[Data records]
■ ■ ■
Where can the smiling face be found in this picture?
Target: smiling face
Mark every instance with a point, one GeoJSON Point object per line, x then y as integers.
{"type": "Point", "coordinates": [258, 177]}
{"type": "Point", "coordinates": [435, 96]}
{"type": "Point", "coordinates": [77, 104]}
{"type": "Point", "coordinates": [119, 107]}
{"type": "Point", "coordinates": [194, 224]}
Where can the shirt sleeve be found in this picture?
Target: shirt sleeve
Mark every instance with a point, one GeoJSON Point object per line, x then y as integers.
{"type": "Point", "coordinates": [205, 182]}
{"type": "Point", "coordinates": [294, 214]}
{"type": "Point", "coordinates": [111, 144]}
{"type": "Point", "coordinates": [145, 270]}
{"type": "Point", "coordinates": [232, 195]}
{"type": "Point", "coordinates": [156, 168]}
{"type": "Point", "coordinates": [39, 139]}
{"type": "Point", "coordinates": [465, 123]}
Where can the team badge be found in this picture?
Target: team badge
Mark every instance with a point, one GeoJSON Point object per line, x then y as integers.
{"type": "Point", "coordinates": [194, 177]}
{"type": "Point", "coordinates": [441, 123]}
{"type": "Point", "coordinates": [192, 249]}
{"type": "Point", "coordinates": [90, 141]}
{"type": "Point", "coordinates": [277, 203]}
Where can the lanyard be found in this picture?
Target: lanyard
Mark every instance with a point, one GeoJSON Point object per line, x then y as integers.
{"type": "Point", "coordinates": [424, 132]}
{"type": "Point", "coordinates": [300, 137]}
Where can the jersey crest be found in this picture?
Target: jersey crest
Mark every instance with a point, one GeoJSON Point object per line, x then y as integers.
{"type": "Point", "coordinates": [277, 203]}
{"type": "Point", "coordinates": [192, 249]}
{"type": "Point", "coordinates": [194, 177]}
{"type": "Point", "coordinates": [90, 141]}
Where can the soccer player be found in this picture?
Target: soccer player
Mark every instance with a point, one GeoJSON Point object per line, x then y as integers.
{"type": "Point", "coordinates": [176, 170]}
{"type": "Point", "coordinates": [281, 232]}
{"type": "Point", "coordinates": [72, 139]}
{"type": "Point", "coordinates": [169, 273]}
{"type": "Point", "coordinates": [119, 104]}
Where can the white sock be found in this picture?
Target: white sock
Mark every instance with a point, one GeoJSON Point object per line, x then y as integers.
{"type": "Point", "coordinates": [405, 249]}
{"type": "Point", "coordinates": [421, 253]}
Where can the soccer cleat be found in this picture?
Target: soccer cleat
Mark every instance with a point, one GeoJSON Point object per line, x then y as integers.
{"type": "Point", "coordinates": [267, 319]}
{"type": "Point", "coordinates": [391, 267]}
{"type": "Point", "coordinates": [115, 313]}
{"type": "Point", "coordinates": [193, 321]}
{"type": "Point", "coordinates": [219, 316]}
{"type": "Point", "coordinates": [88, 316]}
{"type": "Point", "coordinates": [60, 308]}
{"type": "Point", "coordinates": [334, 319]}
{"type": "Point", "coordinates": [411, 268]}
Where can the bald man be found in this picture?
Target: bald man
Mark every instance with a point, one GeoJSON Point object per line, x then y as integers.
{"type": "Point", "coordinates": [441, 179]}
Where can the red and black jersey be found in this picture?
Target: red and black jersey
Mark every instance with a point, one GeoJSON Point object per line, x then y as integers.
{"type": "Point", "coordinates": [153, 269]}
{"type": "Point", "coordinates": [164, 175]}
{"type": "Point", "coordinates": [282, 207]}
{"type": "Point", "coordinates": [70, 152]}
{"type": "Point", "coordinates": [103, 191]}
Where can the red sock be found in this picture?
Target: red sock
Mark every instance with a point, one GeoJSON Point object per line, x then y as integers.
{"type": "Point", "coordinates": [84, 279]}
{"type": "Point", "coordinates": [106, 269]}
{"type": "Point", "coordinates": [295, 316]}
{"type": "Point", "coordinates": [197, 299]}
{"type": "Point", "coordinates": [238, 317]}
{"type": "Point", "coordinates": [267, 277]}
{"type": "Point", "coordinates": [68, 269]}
■ ■ ■
Problem =>
Rewrite the lines above as a numbered list, from the line containing "Where can the red and" through the last line, inclusive, skipping any blank lines.

Answer to the exercise =>
1. Where can the red and black jersey be found in this picture?
2. Target: red and black jersey
3. Mark every instance with a point, one GeoJSON Point object per line, x then y as integers.
4. {"type": "Point", "coordinates": [153, 269]}
5. {"type": "Point", "coordinates": [164, 175]}
6. {"type": "Point", "coordinates": [282, 207]}
7. {"type": "Point", "coordinates": [70, 152]}
8. {"type": "Point", "coordinates": [103, 191]}
9. Where can the red sock be found in this picture?
10. Target: red sock
11. Mark every instance with a point, one GeoJSON Point object per line, x then y as integers.
12. {"type": "Point", "coordinates": [84, 279]}
13. {"type": "Point", "coordinates": [106, 269]}
14. {"type": "Point", "coordinates": [295, 316]}
15. {"type": "Point", "coordinates": [197, 299]}
16. {"type": "Point", "coordinates": [238, 317]}
17. {"type": "Point", "coordinates": [267, 277]}
18. {"type": "Point", "coordinates": [68, 269]}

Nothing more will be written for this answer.